Document section
Given two strings $T$ (text) and $P$ (pattern), the pattern matching problem consists of finding a substring in $T$ equal to $P$.

**Brute Force**

- Checks for each possible shift of $P$ relative to $T$ until a match is found, or all placements of the pattern have been tried
- Time complexity: $O(nm)$, where $n$ is the length of the text, $m$ is the length of the pattern

**Boyer-Moore Algorithm**

- Time complexity: $O(nm + s)$, where $s$ is the size of the alphabet
- Based off two heuristics:
*Looking glass heuristic:*compare $P$ with subsequence of $T$ moving backwards*Character jump heuristic:*when a mistmatch occurs at $T[i] = c$- If $P$ contains $c$, then shift $P$ to align the last occurrence of $c$ in $P$ with $T[i]$
- Otherwise, shift $P$ to align $P[0]$ with $T[i + 1]$ (a.k.a ‘big jump’)

Given instruction 1
In the rows below, take the lines from the line with "Where can the gold leaf" up to and including the line with "<point>375,148</point>", and write them out again in full with the requests included. Add 91 to every coordinate in the answer points, leaving the coordinates in the requests and their format samples unchanged.

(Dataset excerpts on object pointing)
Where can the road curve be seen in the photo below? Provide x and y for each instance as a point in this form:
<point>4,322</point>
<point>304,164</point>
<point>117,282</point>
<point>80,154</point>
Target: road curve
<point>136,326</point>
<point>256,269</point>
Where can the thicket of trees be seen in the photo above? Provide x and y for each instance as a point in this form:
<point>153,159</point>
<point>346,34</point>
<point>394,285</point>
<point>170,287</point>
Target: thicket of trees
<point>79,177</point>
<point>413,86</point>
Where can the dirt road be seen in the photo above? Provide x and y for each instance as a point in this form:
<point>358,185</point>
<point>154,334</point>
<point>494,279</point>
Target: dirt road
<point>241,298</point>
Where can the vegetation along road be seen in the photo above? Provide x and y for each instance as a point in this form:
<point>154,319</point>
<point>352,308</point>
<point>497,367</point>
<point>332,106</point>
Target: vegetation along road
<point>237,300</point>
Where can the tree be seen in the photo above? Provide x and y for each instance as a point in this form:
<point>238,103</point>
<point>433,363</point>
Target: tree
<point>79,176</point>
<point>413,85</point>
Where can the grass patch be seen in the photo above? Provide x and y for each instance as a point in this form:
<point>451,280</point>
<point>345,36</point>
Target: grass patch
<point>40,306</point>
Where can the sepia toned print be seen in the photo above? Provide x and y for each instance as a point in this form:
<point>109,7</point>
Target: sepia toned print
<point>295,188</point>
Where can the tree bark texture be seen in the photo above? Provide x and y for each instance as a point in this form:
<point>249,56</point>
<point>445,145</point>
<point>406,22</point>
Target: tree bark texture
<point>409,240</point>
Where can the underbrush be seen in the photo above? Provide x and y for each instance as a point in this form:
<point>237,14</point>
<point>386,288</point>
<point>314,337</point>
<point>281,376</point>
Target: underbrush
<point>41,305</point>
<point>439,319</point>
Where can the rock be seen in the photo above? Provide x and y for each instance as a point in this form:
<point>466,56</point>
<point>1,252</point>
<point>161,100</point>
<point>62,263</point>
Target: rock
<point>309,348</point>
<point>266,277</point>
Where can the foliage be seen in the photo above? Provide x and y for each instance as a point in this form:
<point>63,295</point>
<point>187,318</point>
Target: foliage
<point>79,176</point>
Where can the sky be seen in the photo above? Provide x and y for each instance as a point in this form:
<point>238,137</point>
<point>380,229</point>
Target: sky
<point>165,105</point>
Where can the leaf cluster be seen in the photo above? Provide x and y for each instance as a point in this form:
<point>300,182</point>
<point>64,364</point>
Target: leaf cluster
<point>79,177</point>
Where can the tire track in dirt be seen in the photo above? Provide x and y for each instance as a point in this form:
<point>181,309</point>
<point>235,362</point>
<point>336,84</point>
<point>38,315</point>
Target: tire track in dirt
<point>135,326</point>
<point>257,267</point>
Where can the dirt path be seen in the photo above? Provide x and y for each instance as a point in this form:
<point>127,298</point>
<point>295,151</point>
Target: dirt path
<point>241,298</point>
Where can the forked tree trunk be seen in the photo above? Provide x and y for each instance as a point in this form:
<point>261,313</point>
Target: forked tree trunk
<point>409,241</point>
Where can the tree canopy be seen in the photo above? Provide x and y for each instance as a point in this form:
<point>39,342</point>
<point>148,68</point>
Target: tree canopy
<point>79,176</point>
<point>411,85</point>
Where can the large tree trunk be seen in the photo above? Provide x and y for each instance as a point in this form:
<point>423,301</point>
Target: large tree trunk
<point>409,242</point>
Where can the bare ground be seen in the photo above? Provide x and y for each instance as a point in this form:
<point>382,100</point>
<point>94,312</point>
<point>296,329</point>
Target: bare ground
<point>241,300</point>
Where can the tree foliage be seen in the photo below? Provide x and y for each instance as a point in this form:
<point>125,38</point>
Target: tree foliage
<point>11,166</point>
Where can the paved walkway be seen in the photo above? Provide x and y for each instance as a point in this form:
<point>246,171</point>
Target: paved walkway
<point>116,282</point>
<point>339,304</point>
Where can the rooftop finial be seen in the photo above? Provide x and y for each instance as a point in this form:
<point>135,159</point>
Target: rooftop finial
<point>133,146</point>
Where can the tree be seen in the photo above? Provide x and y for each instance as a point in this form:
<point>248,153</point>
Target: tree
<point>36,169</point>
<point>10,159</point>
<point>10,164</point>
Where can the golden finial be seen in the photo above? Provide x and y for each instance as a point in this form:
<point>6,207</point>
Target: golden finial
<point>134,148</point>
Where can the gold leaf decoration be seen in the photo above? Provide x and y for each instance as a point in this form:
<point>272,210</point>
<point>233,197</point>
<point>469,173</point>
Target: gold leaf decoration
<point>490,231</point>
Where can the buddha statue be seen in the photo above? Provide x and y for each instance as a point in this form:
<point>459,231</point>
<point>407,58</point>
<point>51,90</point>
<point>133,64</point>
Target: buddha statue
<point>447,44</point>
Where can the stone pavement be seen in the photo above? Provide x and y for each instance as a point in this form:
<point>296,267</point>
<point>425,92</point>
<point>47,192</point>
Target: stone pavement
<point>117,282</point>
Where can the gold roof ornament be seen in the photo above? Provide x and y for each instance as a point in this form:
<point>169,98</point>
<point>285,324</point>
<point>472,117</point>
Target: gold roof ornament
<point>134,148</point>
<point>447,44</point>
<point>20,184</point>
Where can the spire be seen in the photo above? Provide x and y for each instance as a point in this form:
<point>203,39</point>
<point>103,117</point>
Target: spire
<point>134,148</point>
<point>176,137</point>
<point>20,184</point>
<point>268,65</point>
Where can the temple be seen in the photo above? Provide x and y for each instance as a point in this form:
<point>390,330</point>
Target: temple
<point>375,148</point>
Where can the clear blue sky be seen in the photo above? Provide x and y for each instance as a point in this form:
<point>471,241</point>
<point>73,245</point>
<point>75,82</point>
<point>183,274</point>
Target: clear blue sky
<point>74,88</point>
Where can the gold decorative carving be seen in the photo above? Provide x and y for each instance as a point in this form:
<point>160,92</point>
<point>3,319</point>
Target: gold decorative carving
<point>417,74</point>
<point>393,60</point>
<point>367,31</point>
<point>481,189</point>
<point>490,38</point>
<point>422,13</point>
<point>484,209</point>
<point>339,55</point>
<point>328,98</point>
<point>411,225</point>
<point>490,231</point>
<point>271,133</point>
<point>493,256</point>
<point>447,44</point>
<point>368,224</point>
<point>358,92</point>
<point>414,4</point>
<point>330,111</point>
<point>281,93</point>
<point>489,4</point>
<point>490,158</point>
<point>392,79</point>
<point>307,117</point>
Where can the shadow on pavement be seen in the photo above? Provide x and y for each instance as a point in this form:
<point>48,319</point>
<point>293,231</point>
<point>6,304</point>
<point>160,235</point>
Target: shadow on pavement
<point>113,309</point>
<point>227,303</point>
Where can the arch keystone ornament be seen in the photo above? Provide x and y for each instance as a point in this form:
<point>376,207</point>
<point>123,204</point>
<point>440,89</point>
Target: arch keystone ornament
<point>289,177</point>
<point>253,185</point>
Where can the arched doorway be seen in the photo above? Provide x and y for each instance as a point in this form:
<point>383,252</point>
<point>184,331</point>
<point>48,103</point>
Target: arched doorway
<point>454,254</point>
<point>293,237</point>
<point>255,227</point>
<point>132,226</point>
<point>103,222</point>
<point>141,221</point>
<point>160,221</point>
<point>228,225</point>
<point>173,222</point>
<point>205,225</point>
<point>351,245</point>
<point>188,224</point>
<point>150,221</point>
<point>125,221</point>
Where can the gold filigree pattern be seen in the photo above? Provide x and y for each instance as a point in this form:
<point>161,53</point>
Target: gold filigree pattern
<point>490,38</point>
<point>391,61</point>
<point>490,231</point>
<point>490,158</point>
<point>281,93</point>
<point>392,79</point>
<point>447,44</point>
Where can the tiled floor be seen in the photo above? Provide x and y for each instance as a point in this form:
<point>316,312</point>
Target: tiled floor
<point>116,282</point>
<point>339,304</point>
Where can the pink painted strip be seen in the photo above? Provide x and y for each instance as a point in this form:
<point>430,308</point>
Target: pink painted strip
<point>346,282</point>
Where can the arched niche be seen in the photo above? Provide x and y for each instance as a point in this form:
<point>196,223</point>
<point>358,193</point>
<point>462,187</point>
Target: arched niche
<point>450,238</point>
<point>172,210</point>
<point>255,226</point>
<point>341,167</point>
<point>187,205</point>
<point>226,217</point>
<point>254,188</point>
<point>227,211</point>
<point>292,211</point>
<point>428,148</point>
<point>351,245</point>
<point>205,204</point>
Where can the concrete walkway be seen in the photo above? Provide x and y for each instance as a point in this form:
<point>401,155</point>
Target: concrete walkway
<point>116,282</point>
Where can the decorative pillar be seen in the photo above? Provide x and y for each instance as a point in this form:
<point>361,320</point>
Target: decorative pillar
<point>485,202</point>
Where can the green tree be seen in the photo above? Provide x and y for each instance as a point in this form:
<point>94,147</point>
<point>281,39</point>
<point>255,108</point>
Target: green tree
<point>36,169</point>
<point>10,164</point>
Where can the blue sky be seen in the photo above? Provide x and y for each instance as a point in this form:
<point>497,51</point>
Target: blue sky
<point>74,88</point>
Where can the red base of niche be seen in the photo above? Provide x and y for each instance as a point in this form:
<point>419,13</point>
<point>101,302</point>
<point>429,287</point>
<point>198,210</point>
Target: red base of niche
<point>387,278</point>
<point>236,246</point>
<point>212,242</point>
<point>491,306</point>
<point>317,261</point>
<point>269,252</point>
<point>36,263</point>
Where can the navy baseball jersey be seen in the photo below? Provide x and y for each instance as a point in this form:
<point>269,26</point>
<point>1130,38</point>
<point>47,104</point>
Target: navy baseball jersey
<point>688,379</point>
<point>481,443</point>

Given instruction 2
According to the pattern matching notes, what decides how the Boyer-Moore character jump heuristic shifts P after a mismatch at T[i] = c, and what shift follows in each case?

Exercise answer 1
Where can the gold leaf decoration be seen in the photo above? Provide x and y for each instance as a point in this form:
<point>272,210</point>
<point>233,197</point>
<point>469,173</point>
Target: gold leaf decoration
<point>581,322</point>
Where can the buddha statue be seen in the photo above? Provide x and y for each instance as a point in this form:
<point>459,231</point>
<point>407,58</point>
<point>51,90</point>
<point>133,64</point>
Target: buddha statue
<point>538,135</point>
Where can the stone pavement be seen in the photo above? Provide x and y for each instance as a point in this form:
<point>296,267</point>
<point>425,92</point>
<point>47,192</point>
Target: stone pavement
<point>208,373</point>
Where can the gold roof ornament be seen in the photo above? Provide x and y for each instance as a point in this form:
<point>169,98</point>
<point>285,324</point>
<point>472,117</point>
Target: gold roof ornament
<point>225,239</point>
<point>538,135</point>
<point>111,275</point>
Where can the spire be seen in the photo above? Provide x and y for each instance as a point in this form:
<point>203,39</point>
<point>103,117</point>
Target: spire
<point>225,239</point>
<point>267,228</point>
<point>111,275</point>
<point>359,156</point>
Where can the temple be seen in the photo above? Provide x and y for each instance as a point in this form:
<point>390,330</point>
Target: temple
<point>466,239</point>

Exercise answer 2
The shift depends on whether P contains the character c. If it does, P is shifted so that the last occurrence of c in P aligns with T[i]. If it does not, P is shifted so that P[0] aligns with T[i + 1], a move the notes call the "big jump."